▶ [ВЫБРАННЫЙ ТЕКСТ]
**********
Я всегда болезненно реагировал на критику. Она мне нисколько не помогала, наоборот, выбивала из колеи, приводила в бешенство. А если в рецензии на спектакль, где я играл, меня не упоминали, то считал это плевком в лицо. Мне казалось, весь мир обернулся против меня, и я ненавидел этот мир. Много лет изживал в себе эту черту. Преуспел незначительно.
Сентябрь 2016 г.
12. Прекрасен наш союз
Компания единомышленников в «Красном факеле» сложилась отборная: Лемешонок, Аблеев, Белозёров, Болтнев. Их объединяло то общее, что сразу притягивает друг к другу и делает друзьями: честность, самоирония, независимость мышления, страсть к профессии, интерес к женщинам, выпивка опять же. Атмосфера воцарилась ничуть не хуже, чем в ТЮЗе, с той лишь разницей, что иным был возраст и жизненный багаж. Лем был среди этой четверки самый младший, но постепенно разница в летах стиралась, они становились на равных. С Аблеевым, с которым вместе съели много пудов соли, никакого старшинства вообще не было никогда, они понимали друг друга с полуслова, с полувзгляда, с полунамека. У них выработался свой птичий язык, окружающим незнакомый. За редким исключением.
**********
▶ [ИСХОДНЫЕ ДАННЫЕ]
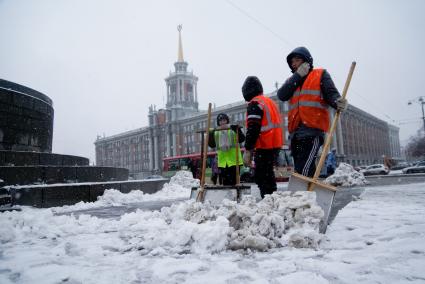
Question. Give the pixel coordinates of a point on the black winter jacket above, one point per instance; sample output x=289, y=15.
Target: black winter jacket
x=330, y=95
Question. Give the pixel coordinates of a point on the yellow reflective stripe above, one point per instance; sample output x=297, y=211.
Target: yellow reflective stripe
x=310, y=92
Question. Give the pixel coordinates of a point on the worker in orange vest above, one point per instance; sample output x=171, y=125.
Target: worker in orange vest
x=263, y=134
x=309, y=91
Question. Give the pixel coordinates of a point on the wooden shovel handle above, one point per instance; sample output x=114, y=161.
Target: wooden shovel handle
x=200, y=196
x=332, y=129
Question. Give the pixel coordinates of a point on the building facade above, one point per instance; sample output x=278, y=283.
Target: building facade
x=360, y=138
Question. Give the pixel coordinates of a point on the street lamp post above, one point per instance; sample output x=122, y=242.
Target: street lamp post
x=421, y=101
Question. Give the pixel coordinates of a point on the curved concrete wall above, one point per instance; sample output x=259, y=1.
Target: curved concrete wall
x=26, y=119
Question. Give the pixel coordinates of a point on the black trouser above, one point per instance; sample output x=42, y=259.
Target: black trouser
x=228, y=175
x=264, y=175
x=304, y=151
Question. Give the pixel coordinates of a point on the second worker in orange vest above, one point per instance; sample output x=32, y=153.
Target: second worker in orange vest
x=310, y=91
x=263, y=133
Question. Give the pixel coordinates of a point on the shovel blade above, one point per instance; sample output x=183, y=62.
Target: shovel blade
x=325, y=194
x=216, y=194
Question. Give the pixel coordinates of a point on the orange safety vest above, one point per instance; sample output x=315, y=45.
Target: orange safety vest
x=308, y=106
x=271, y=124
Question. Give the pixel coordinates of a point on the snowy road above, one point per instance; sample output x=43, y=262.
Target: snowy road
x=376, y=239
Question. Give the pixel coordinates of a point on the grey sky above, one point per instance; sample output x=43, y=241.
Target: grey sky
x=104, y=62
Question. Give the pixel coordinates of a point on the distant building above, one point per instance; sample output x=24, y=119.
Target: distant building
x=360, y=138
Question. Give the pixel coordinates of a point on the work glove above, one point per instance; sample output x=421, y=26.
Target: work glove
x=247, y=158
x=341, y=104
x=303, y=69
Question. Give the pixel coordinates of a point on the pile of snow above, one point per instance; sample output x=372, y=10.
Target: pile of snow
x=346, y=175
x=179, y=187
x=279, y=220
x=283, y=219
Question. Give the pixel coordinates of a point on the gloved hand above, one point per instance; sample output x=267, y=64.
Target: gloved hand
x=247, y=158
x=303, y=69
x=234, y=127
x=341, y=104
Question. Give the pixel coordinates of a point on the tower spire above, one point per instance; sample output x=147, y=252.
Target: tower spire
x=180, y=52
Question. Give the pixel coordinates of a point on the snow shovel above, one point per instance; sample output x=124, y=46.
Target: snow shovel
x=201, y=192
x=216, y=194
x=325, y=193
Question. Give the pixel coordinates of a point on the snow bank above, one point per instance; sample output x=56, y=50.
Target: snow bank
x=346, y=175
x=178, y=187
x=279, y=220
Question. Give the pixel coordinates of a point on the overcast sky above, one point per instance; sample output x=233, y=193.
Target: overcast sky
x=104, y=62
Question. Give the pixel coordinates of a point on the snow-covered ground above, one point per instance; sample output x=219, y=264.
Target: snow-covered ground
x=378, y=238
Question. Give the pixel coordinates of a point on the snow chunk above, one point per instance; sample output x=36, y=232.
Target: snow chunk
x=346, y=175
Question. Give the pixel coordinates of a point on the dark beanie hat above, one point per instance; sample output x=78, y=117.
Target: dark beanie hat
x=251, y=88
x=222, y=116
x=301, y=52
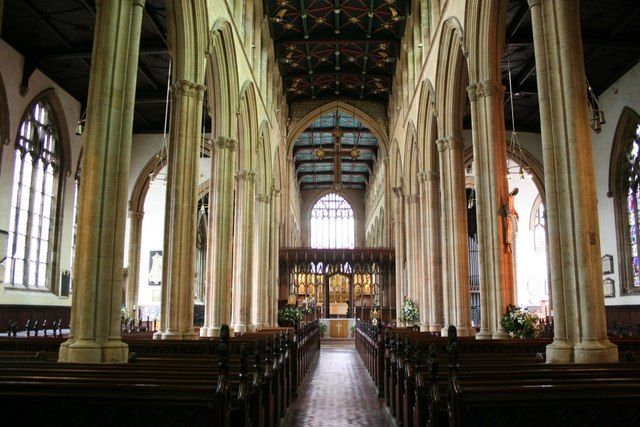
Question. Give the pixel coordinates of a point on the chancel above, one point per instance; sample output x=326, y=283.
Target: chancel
**********
▶ [ПЕРЕЧЕНЬ ЗАДАНИЙ]
1. Определите, соответствуют ли отрывку о театре «Красный факел» следующие утверждения: (a) Лем был самым старшим в четвёрке; (b) между Лемом и Аблеевым никогда не было старшинства; (c) от болезненной реакции на критику удалось полностью избавиться. На каждое утверждение ответьте «да» или «нет» и приведите решающие слова отрывка в точной цитате.
2. Продолжите отрывок о театре «Красный факел», начав сразу после его последнего предложения.

▶ [ОТВЕТЫ ПО ПУНКТАМ]
1.
(a) Нет: «Лем был среди этой четверки самый младший».
(b) Да: «С Аблеевым, с которым вместе съели много пудов соли, никакого старшинства вообще не было никогда».
(c) Нет: «Много лет изживал в себе эту черту. Преуспел незначительно».

2.
Андрей Болтнев, приехавший из Майкопа, появился в труппе тоже в 1978 году. Казался провинциальным, неотесанным, неорганичным, пока не исполнил роль Мефистофеля в спектакле Дмитрия Масленникова «Святой и грешный». И друзья, и недруги без обиняков признали, что он обыграл самого Владлена Бирюкова, назначенного на ту же роль.
Не всем это понравилось. Не нравилось и то, что часто улетал на съемки. Он и не стремился нравиться, не скрывал этого, и к нему относились настороженно, а то и с опаской. Слишком много на себя берет. Чересчур прямой, резкий. Что думает, то и говорит. Гнет свою линию и не заботится о карьере. Никакого уважения к начальству, никакого почтения к старшим. Главный режиссер Виталий Черменёв призывает: «Если коммунисты скажут: встань с нами к стенке, встанешь?», а он нагло усмехается: «С вами, коммунистами, не встану!». Веселый, простой и открытый. Наш человек.
Михаил Аблеев и Андрей Болтнев в «Красном факеле» не задержатся. А Игорь Белозёров и Владимир Лемешонок останутся здесь навсегда. У них сложится дуэт, вопреки обыкновению, не по принципу толстого и тонкого, умного и глупого, разности величин, фактур и темпераментов, а в силу единства и борьбы сложностей. Они станут на сцене единым целым, их скрестят друг с другом и выведут новую породу сверхактера, но это случится в далеком будущем в 2006 году.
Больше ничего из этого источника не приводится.